---------- Records to use
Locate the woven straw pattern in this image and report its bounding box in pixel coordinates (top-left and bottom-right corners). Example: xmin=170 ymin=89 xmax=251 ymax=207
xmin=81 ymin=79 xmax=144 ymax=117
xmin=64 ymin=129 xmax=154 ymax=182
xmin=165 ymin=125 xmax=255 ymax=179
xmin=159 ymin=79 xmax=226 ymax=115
--------------------
Can you give all these lines again, requests included, with every bounding-box coordinate in the answers multiplied by 2.6 and rounded to the nearest whole number, halves rounded up? Apply this to all the records.

Locate the woven straw pattern in this image and report its bounding box in pixel coordinates (top-left and bottom-right corners). Example: xmin=170 ymin=89 xmax=251 ymax=207
xmin=211 ymin=205 xmax=374 ymax=304
xmin=166 ymin=335 xmax=400 ymax=473
xmin=429 ymin=325 xmax=663 ymax=465
xmin=413 ymin=205 xmax=588 ymax=299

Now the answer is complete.